#### Work request:
Only the lines from the one containing "on the conifer" through the one containing "on the dark" should be printed, exactly as they appear below, with both ends included.

#### Information supplied:
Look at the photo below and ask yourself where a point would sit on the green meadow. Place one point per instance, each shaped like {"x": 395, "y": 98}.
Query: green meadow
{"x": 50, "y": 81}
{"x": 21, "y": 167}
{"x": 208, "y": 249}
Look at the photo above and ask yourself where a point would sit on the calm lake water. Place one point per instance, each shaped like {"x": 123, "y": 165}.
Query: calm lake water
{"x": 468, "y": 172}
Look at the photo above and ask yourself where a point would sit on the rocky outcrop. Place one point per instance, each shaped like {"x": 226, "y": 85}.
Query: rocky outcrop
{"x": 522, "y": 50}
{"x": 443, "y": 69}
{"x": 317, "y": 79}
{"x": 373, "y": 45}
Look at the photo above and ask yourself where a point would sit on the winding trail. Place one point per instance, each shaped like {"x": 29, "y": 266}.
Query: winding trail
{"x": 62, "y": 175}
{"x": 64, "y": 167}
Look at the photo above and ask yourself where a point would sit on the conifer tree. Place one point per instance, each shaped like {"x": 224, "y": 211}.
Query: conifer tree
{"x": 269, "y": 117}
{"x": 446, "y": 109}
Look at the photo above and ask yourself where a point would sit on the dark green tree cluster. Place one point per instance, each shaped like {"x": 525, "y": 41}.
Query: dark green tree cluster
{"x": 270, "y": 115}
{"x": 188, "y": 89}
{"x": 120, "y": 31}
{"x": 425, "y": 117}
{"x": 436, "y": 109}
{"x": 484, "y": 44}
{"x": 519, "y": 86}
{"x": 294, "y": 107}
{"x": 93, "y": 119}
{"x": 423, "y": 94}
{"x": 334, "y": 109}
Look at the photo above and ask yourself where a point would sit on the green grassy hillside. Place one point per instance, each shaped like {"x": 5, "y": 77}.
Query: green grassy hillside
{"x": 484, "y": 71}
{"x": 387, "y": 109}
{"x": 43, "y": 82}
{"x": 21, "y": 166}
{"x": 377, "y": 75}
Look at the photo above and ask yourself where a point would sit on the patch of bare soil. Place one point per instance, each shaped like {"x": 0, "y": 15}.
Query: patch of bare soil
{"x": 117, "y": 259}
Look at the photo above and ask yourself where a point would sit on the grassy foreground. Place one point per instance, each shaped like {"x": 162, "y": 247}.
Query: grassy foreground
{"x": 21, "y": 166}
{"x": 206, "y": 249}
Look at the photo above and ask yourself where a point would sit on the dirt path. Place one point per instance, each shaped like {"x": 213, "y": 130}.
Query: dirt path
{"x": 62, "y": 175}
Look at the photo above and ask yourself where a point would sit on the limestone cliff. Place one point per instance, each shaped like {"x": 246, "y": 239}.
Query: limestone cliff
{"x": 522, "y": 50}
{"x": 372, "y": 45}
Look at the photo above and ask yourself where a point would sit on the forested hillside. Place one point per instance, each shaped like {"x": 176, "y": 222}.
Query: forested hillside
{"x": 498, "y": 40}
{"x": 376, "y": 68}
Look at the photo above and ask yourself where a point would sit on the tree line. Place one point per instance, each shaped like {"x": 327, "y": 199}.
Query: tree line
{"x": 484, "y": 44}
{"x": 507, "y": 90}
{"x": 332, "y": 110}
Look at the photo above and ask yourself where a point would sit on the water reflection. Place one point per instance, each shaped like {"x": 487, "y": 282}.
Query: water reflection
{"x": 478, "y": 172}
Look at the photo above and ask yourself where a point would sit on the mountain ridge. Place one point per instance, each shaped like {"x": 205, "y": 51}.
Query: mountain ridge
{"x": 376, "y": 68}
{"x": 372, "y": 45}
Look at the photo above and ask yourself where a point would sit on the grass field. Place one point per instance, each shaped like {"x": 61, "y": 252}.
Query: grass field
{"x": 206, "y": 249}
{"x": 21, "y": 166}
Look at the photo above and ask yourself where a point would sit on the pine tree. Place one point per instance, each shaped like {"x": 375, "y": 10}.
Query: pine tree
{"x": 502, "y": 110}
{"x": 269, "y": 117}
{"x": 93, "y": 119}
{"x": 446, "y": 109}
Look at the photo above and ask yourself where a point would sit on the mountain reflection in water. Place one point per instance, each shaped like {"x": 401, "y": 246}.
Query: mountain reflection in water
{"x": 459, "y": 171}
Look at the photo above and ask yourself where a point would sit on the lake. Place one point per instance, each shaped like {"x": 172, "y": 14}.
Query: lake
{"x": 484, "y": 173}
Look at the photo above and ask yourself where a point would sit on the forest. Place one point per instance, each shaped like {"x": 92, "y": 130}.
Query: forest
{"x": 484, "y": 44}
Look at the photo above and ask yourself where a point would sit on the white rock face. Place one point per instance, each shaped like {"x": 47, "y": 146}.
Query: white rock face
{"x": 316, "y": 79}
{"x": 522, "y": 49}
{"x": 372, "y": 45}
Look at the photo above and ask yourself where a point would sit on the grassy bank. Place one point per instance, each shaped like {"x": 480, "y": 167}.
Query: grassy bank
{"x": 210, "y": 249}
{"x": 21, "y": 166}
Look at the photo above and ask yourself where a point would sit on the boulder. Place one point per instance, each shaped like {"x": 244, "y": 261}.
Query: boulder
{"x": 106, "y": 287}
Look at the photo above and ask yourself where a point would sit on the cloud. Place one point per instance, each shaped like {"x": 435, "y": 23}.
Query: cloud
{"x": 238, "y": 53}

#### Task solution:
Look at the photo above and ask yourself where a point would sit on the conifer tree. Place one point per instance, each shaped like {"x": 224, "y": 211}.
Query: conifer tree
{"x": 269, "y": 117}
{"x": 446, "y": 109}
Look at the photo above and ask yourself where a point would sit on the dark green tree cluster. Place one point per instance, each shaped like {"x": 525, "y": 41}.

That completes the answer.